• **QUESTIONS TO ANSWER**
(1) Copy out the part of the market commentary that opens with the words containing "I thought the" and closes with "in a correction.".
(2) List each component of the Long Term NTSM indicator ensemble named in the market commentary, with the rating it gives that component.

• **EXCERPTED PASSAGE**
^^^^^^^^^^^^^^^^
On Friday, 21 February, 2 days after the top before the Coronavirus pullback, there were 10 bear-signs and 1 bull-sign. Now there are 19 bear-signs and 2 bull-signs. Last week, there were 20 bear-signs and 4 bull-signs.

 

The daily sum of 20 Indicators improved from -6 to -3 today (a positive number is bullish; negatives are bearish); the 10-day smoothed sum that smooths the daily fluctuations declined from -60 to -61 (The trend direction is more important than the actual number for the 10-day value.) These numbers sometimes change after I post the blog based on data that comes in late. Most of these indicators are short-term so they tend to bounce around a lot.

 

The Long Term NTSM indicator ensemble improved to HOLD. Volume is bearish; Price, VIX & Sentiment are Neutral.

 

I thought the low was Tuesday, 25 Jan. and I haven’t changed my mind that the low is in. Still, I’d like to see some further confirmation.  We saw an oversold bounce today, but New-High/New-Low data is going the wrong way. On Tuesday, new-lows improved from 792 to 159 and contributed to my buy signal. Since Tuesday, new-lows have risen to 542 today.  

 

Bottom line: I am going to wait until I get some more bullish data before I increase stock holdings significantly.  Friday’s big move higher could just be typical bounce in a correction.

 

MOMENTUM ANALYSIS:

TODAY’S RANKING OF 15 ETFs (Ranked Daily)

The top ranked ETF receives 100%. The rest are then ranked based on their momentum relative to the leading

ETF.


*For additional background on the ETF ranking system see NTSM Page at…

http://navigatethestockmarket.blogspot.com/p/exchange-traded-funds-etf-ranking.html

 

TODAY’S RANKING OF THE DOW 30 STOCKS (Ranked Daily)

Here’s the revised DOW 30 and its momentum analysis. The top ranked stock receives 100%. The rest are then ranked based on their momentum relative to the leading stock.

For more details, see NTSM Page at…

https://navigatethestockmarket.blogspot.com/p/a-system-for-trading-dow-30-stocks-my_8.html

 

FRIDAY MARKET INTERNALS (NYSE DATA)
^^^^^^^^^^^^^^^^
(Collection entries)
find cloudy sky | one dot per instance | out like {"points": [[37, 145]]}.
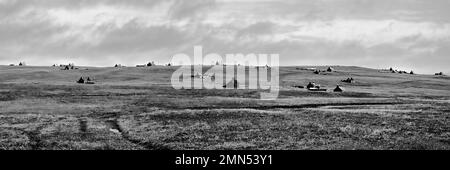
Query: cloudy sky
{"points": [[407, 34]]}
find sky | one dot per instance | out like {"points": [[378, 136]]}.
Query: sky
{"points": [[404, 34]]}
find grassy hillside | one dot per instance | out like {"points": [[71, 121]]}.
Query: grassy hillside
{"points": [[136, 108]]}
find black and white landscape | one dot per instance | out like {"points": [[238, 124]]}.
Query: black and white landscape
{"points": [[96, 74]]}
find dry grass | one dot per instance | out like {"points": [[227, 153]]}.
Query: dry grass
{"points": [[131, 108]]}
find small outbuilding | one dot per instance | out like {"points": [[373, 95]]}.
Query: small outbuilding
{"points": [[338, 89], [330, 69], [81, 80]]}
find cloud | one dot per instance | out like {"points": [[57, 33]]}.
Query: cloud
{"points": [[99, 32]]}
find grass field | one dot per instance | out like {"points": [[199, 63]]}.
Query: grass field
{"points": [[136, 108]]}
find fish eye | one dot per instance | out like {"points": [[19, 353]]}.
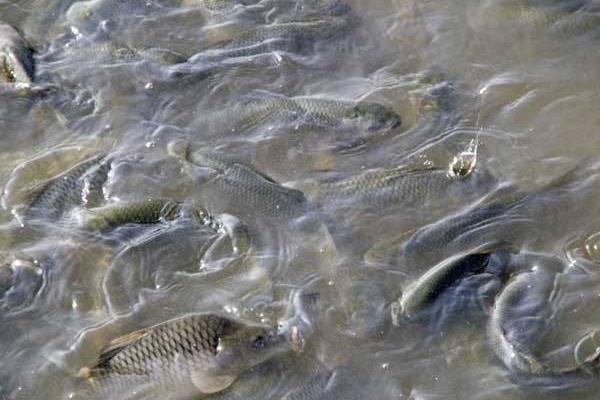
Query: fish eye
{"points": [[259, 342]]}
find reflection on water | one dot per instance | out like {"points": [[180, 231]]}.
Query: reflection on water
{"points": [[307, 165]]}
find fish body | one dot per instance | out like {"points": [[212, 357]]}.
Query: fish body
{"points": [[204, 353], [315, 111], [242, 185], [398, 187], [294, 37], [148, 211], [16, 57], [518, 319], [20, 282], [427, 288], [73, 187]]}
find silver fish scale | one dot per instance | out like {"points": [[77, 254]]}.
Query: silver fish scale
{"points": [[184, 341], [381, 188], [257, 193], [292, 30], [325, 111]]}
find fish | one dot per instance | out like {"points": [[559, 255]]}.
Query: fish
{"points": [[324, 384], [16, 57], [505, 214], [294, 36], [242, 185], [428, 287], [401, 187], [147, 211], [513, 344], [78, 185], [196, 353], [305, 110], [115, 51], [558, 22]]}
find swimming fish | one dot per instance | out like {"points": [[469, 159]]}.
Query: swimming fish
{"points": [[559, 22], [293, 37], [74, 187], [234, 182], [16, 57], [311, 110], [383, 188], [427, 288], [148, 211], [198, 353], [512, 348]]}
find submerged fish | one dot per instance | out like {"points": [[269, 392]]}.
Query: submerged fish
{"points": [[157, 210], [327, 112], [513, 343], [292, 37], [200, 353], [241, 185], [79, 185], [114, 51], [402, 187], [16, 58], [427, 288], [148, 211]]}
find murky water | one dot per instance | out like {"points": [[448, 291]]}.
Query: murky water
{"points": [[317, 139]]}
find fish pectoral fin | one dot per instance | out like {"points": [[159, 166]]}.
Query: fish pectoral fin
{"points": [[207, 383]]}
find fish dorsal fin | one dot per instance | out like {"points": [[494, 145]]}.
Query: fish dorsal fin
{"points": [[267, 180]]}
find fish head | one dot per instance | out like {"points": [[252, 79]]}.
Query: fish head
{"points": [[375, 117], [249, 345]]}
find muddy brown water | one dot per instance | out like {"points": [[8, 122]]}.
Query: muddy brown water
{"points": [[520, 76]]}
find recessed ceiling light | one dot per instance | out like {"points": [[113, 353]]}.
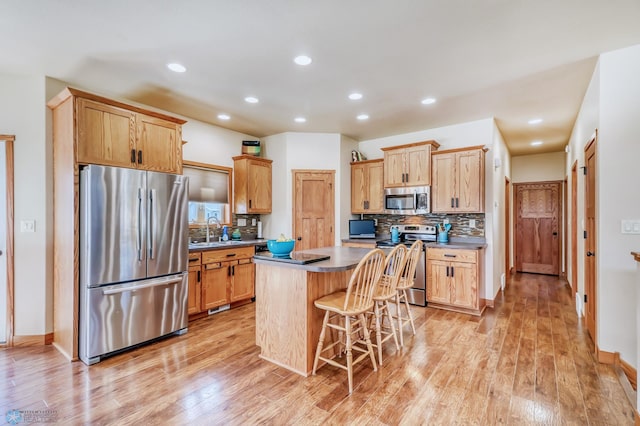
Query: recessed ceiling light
{"points": [[176, 67], [302, 60]]}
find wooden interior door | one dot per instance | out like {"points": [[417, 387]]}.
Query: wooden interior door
{"points": [[574, 228], [590, 282], [537, 222], [313, 208]]}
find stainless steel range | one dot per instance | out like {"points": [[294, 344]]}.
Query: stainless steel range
{"points": [[408, 235]]}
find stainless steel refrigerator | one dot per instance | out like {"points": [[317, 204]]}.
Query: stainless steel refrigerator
{"points": [[133, 258]]}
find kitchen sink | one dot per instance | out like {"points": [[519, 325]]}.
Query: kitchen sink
{"points": [[215, 244]]}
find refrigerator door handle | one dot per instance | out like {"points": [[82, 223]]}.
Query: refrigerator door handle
{"points": [[152, 224], [140, 224], [154, 283]]}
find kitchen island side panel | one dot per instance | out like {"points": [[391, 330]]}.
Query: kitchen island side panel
{"points": [[287, 322]]}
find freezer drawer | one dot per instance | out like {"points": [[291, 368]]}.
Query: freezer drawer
{"points": [[119, 316]]}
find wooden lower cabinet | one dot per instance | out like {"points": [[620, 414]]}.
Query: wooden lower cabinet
{"points": [[221, 277], [195, 284], [455, 280]]}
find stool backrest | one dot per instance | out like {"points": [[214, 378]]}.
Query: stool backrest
{"points": [[363, 281], [413, 257], [393, 268]]}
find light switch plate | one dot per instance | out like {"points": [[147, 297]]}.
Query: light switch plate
{"points": [[630, 227], [27, 226]]}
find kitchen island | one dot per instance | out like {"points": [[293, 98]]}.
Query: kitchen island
{"points": [[287, 322]]}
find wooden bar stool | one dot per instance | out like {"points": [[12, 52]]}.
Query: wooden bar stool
{"points": [[405, 283], [345, 312], [386, 291]]}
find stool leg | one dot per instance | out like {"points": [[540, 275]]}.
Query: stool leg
{"points": [[376, 309], [393, 328], [406, 302], [368, 340], [347, 326], [399, 313], [320, 342]]}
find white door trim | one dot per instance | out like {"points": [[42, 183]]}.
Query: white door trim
{"points": [[9, 139]]}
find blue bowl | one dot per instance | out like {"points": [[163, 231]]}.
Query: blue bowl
{"points": [[280, 248]]}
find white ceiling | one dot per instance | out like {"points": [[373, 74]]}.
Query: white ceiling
{"points": [[509, 59]]}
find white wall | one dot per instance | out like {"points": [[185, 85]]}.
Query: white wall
{"points": [[23, 113], [587, 122], [497, 167], [538, 167], [617, 176], [474, 133]]}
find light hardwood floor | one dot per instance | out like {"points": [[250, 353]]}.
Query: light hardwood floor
{"points": [[527, 361]]}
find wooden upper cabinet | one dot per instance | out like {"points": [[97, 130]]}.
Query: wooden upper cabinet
{"points": [[106, 134], [458, 181], [159, 144], [252, 184], [111, 133], [408, 165], [367, 186]]}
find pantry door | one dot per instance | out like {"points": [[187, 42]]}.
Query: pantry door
{"points": [[538, 209], [6, 240], [313, 208]]}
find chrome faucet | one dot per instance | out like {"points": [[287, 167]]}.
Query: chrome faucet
{"points": [[218, 225]]}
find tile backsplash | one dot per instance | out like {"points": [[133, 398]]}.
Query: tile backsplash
{"points": [[460, 226]]}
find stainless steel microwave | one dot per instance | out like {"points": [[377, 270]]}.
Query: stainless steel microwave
{"points": [[407, 200]]}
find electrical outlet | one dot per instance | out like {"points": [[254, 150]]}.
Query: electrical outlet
{"points": [[27, 226]]}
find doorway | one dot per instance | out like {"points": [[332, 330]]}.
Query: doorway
{"points": [[574, 228], [6, 240], [313, 208], [537, 210], [590, 238], [507, 226]]}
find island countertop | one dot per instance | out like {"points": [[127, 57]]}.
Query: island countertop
{"points": [[341, 259]]}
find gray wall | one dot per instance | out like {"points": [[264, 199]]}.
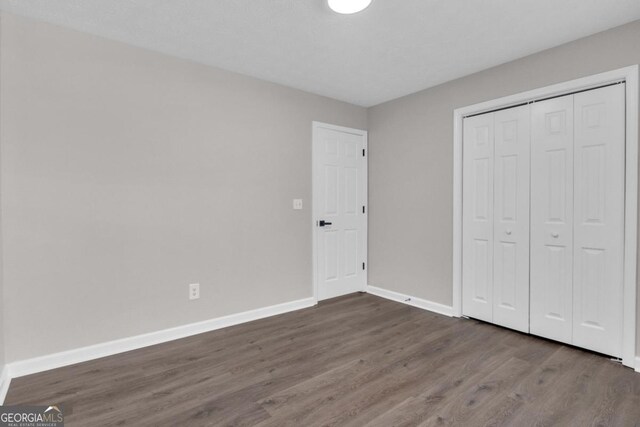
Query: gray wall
{"points": [[411, 158], [127, 175]]}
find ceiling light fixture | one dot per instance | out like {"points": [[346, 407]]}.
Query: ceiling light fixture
{"points": [[347, 7]]}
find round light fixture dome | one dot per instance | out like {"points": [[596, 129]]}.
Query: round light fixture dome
{"points": [[347, 7]]}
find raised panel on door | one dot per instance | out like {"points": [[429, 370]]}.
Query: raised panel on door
{"points": [[551, 276], [599, 219], [477, 218], [339, 194], [511, 218]]}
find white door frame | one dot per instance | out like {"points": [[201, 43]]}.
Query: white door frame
{"points": [[630, 76], [314, 177]]}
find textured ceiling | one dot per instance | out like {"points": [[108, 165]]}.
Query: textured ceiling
{"points": [[393, 48]]}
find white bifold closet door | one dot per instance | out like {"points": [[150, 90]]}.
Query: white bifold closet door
{"points": [[552, 218], [477, 218], [496, 218], [511, 219], [577, 219]]}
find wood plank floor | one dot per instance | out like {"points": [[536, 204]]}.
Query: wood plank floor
{"points": [[354, 361]]}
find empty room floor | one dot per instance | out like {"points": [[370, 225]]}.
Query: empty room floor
{"points": [[355, 360]]}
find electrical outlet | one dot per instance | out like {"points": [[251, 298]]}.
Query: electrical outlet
{"points": [[194, 291]]}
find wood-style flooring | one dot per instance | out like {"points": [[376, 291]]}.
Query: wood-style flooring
{"points": [[356, 360]]}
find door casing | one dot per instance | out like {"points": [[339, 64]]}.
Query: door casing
{"points": [[630, 76]]}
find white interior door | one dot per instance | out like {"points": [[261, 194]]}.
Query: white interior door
{"points": [[477, 217], [511, 218], [598, 242], [552, 218], [340, 218]]}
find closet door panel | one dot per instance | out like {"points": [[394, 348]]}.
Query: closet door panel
{"points": [[552, 218], [477, 218], [511, 218], [599, 219]]}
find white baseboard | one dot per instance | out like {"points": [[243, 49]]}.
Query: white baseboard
{"points": [[5, 380], [413, 301], [83, 354]]}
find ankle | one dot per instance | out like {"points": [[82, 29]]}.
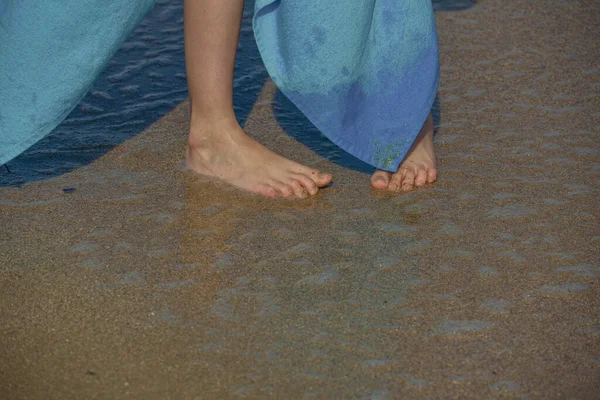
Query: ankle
{"points": [[205, 130]]}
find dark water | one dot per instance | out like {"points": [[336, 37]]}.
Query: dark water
{"points": [[144, 81]]}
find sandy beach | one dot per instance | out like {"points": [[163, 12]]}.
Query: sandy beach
{"points": [[132, 278]]}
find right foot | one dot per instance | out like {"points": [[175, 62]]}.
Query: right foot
{"points": [[223, 150]]}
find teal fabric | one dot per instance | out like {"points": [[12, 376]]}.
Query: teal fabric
{"points": [[51, 51], [364, 72]]}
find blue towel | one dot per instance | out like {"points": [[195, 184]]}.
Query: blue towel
{"points": [[51, 51], [364, 72]]}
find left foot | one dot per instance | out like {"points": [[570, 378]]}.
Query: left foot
{"points": [[418, 167]]}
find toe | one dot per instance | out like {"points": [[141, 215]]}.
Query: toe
{"points": [[421, 177], [298, 189], [431, 175], [309, 184], [408, 182], [319, 178], [380, 179], [396, 180], [265, 190]]}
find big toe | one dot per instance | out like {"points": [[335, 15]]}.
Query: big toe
{"points": [[380, 179], [431, 175], [421, 177], [320, 178]]}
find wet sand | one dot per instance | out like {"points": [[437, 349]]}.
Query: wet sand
{"points": [[130, 278]]}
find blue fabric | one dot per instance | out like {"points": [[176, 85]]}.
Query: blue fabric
{"points": [[51, 51], [364, 72]]}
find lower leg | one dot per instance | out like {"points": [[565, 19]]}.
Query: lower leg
{"points": [[217, 145]]}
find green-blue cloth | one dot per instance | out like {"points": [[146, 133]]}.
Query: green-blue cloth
{"points": [[364, 72]]}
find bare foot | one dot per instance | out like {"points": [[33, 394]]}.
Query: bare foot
{"points": [[417, 169], [223, 150]]}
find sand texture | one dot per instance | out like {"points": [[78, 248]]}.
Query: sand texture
{"points": [[131, 278]]}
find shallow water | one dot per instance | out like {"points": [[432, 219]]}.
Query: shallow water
{"points": [[133, 279]]}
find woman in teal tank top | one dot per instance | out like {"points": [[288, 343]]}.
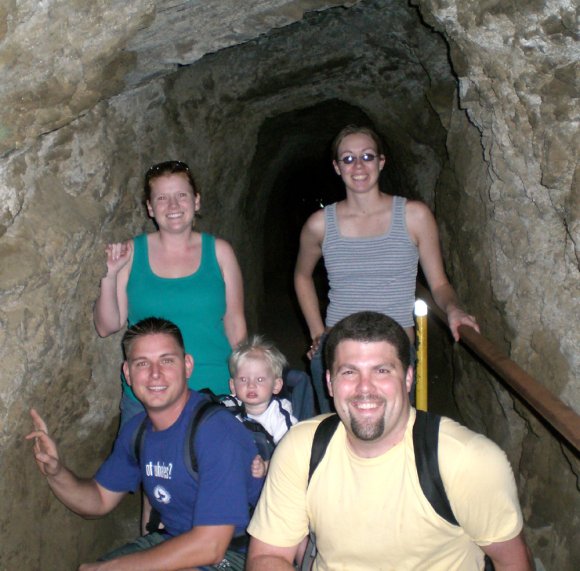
^^^^^^^^^^^^^^^^
• **SOLUTIONS BY TASK**
(1)
I thought the low was Tuesday, 25 Jan. and I haven’t changed my mind that the low is in. Still, I’d like to see some further confirmation.  We saw an oversold bounce today, but New-High/New-Low data is going the wrong way. On Tuesday, new-lows improved from 792 to 159 and contributed to my buy signal. Since Tuesday, new-lows have risen to 542 today.  

 

Bottom line: I am going to wait until I get some more bullish data before I increase stock holdings significantly.  Friday’s big move higher could just be typical bounce in a correction.

(2)
Volume: bearish
Price: Neutral
VIX: Neutral
Sentiment: Neutral